課題 1: このあとに続く保存済みエントリの行のうち、「Where can the rough」を含む行から行の最後までを、両端を含めてそのまま繰り返すこと。画像は答えに入れない。

本文抜粋:
==================================================

説明

改良されたガラス強化方法及び装置

【課題】改良されたガラス強化方法及び装置を提供する。
【解決手段】本発明は、ガラス強化モジュールの急冷ノズルを成形板ガラスの表面から様々な距離で選択的に配列しかつ利用することによって、成形板ガラスの指定領域に向けて強化媒体をより高速で選択的に噴射することができるガラス強化装置のガラス強化モジュールに関する。当該装置を利用した板ガラス強化方法も提供される。

【発明の詳細な説明】
【技術分野】
【0001】
本発明は、改良された板ガラス強化装置及び該装置を利用した板ガラス強化方法に関する。
【背景技術】
【0002】
ガラスが破損して大きな長寸の破片になると大怪我の可能性が高くなるが、そうではなく、破損したときに安全性の高い細かい破片になるようにするガラス処理方法が、これまでに数多く実施されてきた。比較的小型の板ガラスを処理するための初期の強化方法の目標は、板ガラスの全面に空気流を均一に分布させることであった。単一板ガラス(例えば自動車用など)が大型化し、ガラスの応力解析がより複雑になったので、1枚の板ガラスの複数の領域を別様に処理する方法が考案された。1つの特に解決困難な問題は、自動車のバックライトなどの大型板ガラスの比較的中央付近における強化が不十分な領域をなくすことである。
【0003】
それゆえ、ガラス強化分野の技術者は、常に、時間制約が厳しい自動車用ガラス製造工程中における強化を改良する方法を探し続けている。
【0004】
上記したように、ガラスの強化または熱処理は、多くの特許の対象である。以下に例を挙げる。
【0005】
米国特許第4,314,836号明細書(特許文献1)には、板ガラスの厚さ方向において板ガラスの中央部分に向かって適用される強化媒体の噴射用の排気経路が、同方向において板ガラスの中央部分の範囲外の部分に適用される強化媒体の噴射用の排気経路と比較して相対的に幅広であるような、強化媒体供給システムの構成及び配列が記載されている。この発明のプロセスを利用して得られる強化板ガラスに対して、破砕試験を行ったときに、中央部分でも中央部分の範囲外の部分でも、規定条件に合う破片が得られるとされている。

==================================================

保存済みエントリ

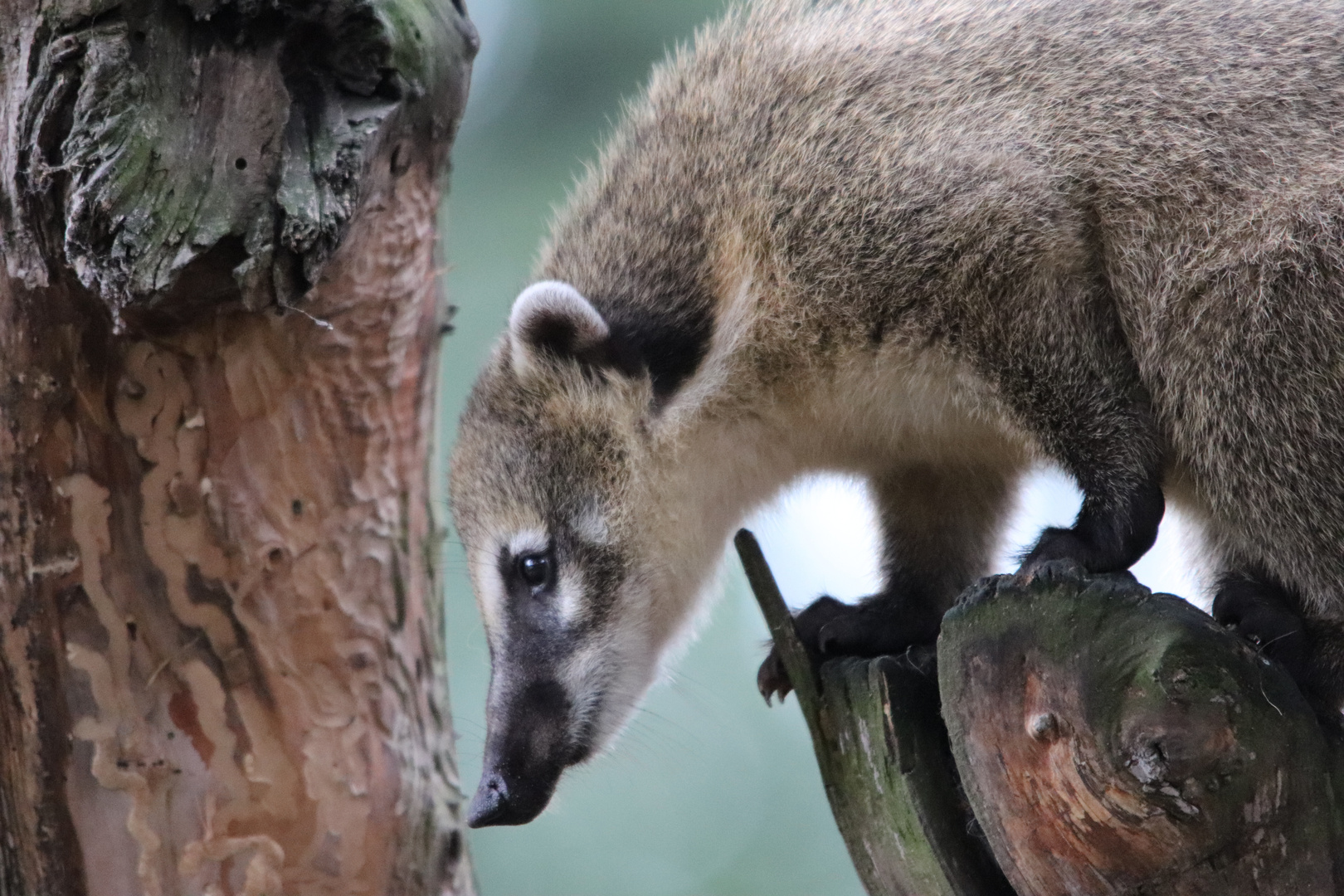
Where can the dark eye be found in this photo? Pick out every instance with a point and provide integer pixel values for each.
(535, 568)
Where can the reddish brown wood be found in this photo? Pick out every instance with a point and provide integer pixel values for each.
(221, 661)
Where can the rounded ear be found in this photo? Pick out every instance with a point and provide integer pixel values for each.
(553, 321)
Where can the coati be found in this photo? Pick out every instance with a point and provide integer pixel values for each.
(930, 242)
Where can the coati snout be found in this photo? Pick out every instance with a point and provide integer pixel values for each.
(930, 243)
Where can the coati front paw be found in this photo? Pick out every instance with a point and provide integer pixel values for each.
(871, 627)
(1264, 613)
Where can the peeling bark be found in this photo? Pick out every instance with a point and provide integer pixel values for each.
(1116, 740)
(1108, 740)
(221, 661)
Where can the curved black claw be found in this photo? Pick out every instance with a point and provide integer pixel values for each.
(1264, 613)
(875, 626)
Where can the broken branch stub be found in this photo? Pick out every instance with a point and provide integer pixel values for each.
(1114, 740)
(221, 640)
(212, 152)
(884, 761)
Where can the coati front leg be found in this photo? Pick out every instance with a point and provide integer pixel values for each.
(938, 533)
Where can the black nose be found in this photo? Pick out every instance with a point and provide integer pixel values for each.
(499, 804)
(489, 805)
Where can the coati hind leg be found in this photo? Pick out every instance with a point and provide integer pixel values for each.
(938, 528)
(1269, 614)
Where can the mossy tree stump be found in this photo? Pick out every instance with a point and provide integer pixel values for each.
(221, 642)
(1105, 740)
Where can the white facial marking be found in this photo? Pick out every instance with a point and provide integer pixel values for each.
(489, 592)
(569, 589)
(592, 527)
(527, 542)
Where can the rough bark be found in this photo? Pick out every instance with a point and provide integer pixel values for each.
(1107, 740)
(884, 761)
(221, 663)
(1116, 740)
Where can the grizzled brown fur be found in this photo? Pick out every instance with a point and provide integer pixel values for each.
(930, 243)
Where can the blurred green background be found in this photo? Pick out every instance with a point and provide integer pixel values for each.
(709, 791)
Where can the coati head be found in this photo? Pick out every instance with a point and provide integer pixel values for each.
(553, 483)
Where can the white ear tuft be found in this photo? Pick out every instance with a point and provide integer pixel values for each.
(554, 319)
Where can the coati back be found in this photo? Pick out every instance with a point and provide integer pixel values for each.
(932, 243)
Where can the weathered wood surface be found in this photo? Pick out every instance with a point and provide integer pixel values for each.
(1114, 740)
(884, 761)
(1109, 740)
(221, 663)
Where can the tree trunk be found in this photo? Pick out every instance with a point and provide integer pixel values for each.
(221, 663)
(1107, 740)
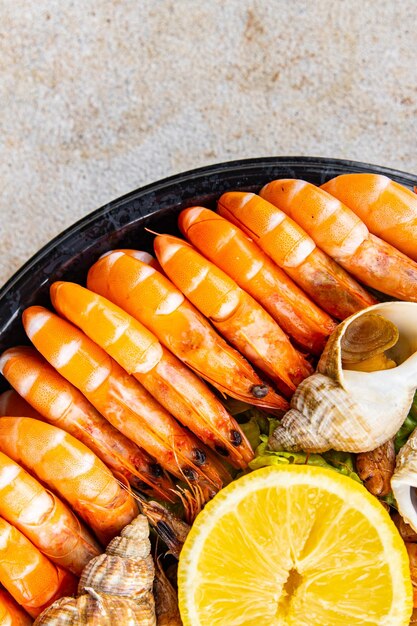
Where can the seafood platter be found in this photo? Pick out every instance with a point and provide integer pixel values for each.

==================================================

課題 2:
ガラス強化についての本文に照らして、次の(a)〜(c)がそれぞれ本文と合うかどうかを「はい」か「いいえ」で答え、決め手となる本文の語句を正確に引用すること。
(a) 米国特許第4,314,836号明細書には、強化媒体供給システムの構成及び配列が記載されている。
(b) 初期の強化方法の目標は、板ガラスの中央付近に空気流を集中させることであった。
(c) 本発明では、装置を利用した板ガラス強化方法も提供される。

解答全文 1:
Where can the rough bark be found in this photo? Pick out every instance with a point and provide integer pixel values for each.
(1107, 740)
(884, 761)
(221, 663)
(1116, 740)
Where can the grizzled brown fur be found in this photo? Pick out every instance with a point and provide integer pixel values for each.
(930, 243)
Where can the blurred green background be found in this photo? Pick out every instance with a point and provide integer pixel values for each.
(709, 791)
Where can the coati head be found in this photo? Pick out every instance with a point and provide integer pixel values for each.
(553, 483)
Where can the white ear tuft be found in this photo? Pick out every instance with a point and provide integer pixel values for each.
(554, 319)
Where can the coati back be found in this photo? Pick out every instance with a point and provide integer pixel values for each.
(932, 243)
Where can the weathered wood surface be found in this photo? Pick out every instance with a point and provide integer pixel values for each.
(1114, 740)
(884, 761)
(1109, 740)
(221, 663)
Where can the tree trunk be found in this photo? Pick out every instance with a point and provide integer pixel values for each.
(221, 663)
(1107, 740)
Where can the seafood platter be found in this photo? Pick out every instance with a point and provide integer pixel values for each.

解答全文 2:
(a) はい。「強化媒体供給システムの構成及び配列が記載されている」
(b) いいえ。「板ガラスの全面に空気流を均一に分布させることであった」
(c) はい。「当該装置を利用した板ガラス強化方法も提供される」